**Exercise directions:** Restate the records that follow word for word; no pictures should appear.

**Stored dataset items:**

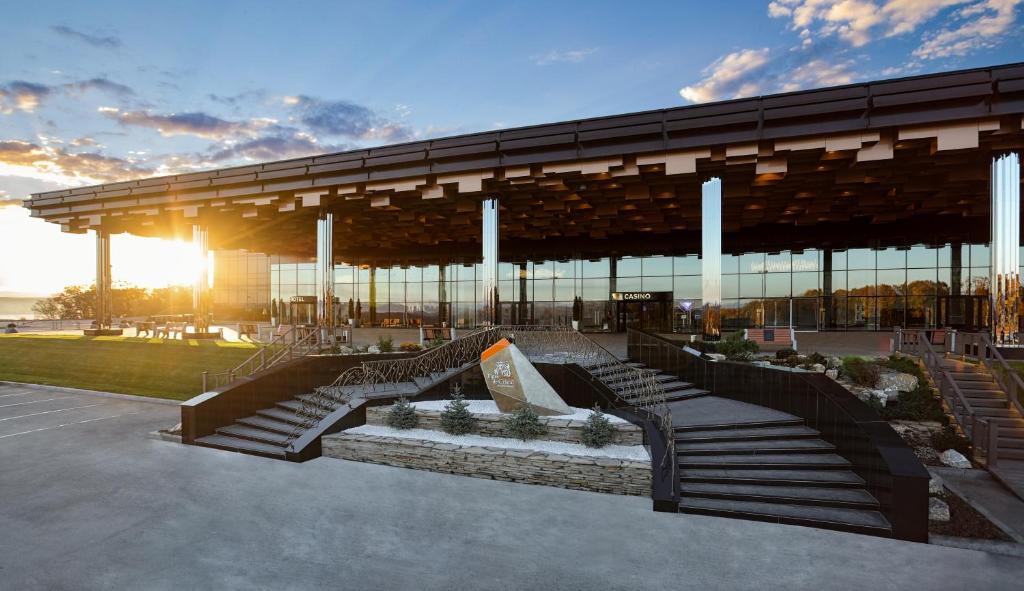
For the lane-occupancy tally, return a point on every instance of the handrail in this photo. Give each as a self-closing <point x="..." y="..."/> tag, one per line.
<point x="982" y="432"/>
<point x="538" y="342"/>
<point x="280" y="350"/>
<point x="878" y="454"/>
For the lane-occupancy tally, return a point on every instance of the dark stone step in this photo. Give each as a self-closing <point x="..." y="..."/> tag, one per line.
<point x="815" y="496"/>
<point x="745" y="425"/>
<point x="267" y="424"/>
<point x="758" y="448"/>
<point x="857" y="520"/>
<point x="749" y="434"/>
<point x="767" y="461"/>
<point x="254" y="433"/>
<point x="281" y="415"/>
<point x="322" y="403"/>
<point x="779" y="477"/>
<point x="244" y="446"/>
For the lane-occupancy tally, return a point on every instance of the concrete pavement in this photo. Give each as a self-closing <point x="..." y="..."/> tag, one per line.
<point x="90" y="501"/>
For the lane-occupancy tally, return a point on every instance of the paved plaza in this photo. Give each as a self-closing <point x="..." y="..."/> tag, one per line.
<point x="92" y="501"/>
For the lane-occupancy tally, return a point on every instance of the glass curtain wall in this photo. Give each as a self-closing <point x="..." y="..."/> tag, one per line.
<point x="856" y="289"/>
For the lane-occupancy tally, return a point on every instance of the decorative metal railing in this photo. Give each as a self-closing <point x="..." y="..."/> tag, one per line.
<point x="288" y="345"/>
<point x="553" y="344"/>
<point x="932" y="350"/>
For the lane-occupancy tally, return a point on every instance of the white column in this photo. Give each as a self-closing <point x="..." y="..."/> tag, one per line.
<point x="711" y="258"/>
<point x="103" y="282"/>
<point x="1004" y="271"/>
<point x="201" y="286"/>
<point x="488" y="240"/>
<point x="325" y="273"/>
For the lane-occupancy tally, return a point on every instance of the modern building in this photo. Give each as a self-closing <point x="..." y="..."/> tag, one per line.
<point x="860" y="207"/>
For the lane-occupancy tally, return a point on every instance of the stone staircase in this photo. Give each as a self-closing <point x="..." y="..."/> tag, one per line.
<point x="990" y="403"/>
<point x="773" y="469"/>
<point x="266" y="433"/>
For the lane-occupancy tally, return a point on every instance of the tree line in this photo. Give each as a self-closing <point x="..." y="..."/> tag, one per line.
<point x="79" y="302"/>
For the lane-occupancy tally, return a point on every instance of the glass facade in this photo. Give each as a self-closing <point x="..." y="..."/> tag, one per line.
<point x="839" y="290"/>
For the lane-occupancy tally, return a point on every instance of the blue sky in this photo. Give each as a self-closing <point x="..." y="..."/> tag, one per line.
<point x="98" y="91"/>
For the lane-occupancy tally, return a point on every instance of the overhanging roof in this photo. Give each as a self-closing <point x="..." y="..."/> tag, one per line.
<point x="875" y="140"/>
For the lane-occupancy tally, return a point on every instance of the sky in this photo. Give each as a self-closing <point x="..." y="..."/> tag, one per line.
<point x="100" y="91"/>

**Response to the task:**
For the lane-occupancy tally, return a point on every instance of the handrail in this photo. Give each as a self-closing <point x="..." y="..."/> tag, one per line.
<point x="982" y="432"/>
<point x="538" y="342"/>
<point x="280" y="350"/>
<point x="878" y="454"/>
For the lane-occupancy tally, return a point on every instance of the dark stone step in this photo. Give each as a self-closing <point x="..." y="..."/> tag, one per line.
<point x="815" y="496"/>
<point x="745" y="425"/>
<point x="267" y="424"/>
<point x="758" y="448"/>
<point x="857" y="520"/>
<point x="749" y="434"/>
<point x="767" y="461"/>
<point x="254" y="433"/>
<point x="281" y="415"/>
<point x="322" y="403"/>
<point x="779" y="477"/>
<point x="244" y="446"/>
For the lane-occupancy tally, return a point on every instance of the concrete pavement in this photo. Give each as a self-closing <point x="..." y="..."/> tag, one per line.
<point x="90" y="501"/>
For the lane-occupancy tally, return a point on every instance of the paved plaza in this photo. Give each as a self-closing <point x="..." y="..."/> tag, one per line.
<point x="92" y="501"/>
For the lane-occupancy tally, return a point on every instance of the glass curtain wall in this photo. Give each as a self-closing <point x="..." y="..."/> tag, one per line.
<point x="856" y="289"/>
For the lane-occupancy tally, return a point on every instance of the decorative metal railing in this photo. Give each as a self-closing <point x="..." y="..."/> tag, one per line.
<point x="288" y="345"/>
<point x="553" y="344"/>
<point x="932" y="350"/>
For the lane-occupancy tally, return a point on every instance of the white column in this photo. Give each as a self-closing <point x="..." y="..."/> tag, one per line.
<point x="711" y="258"/>
<point x="103" y="282"/>
<point x="1004" y="271"/>
<point x="201" y="286"/>
<point x="488" y="240"/>
<point x="325" y="273"/>
For the lane-occupancy tally, return a point on every instance of the modern building in this photo. Give each as a self-closing <point x="..." y="..."/> tag, one per line.
<point x="860" y="207"/>
For the lane-occupancy tally, return a point on every instance of the stone staircase in this photo. Give each as a self-closing <point x="..." y="..."/> tag, one per line.
<point x="990" y="403"/>
<point x="773" y="469"/>
<point x="266" y="433"/>
For the lane-occupancy tally, return a point on every instance of the tree line in this photo. Give each as a self-closing <point x="..." y="..."/> tag, one per line.
<point x="79" y="302"/>
For the lane-occupancy tally, return a point on every instance of the glass facade in this photo. Give each as a self-closing <point x="..." y="..."/> tag, one per line.
<point x="839" y="290"/>
For the lane-occupancy tally, return a point on every instance of the blue sky in this photo. Give each as a self-closing <point x="..." y="..."/> tag, one per line.
<point x="98" y="91"/>
For the lane-occupancy tally, return a point on every instance of the overhanging roof in this photo. Give each as a self-closing <point x="..." y="..."/> tag, one per line.
<point x="875" y="140"/>
For the lane-occupancy tally, return a point on every instance of the sky in this photo. Give each as a self-closing <point x="..." y="..."/> tag, one per line.
<point x="100" y="91"/>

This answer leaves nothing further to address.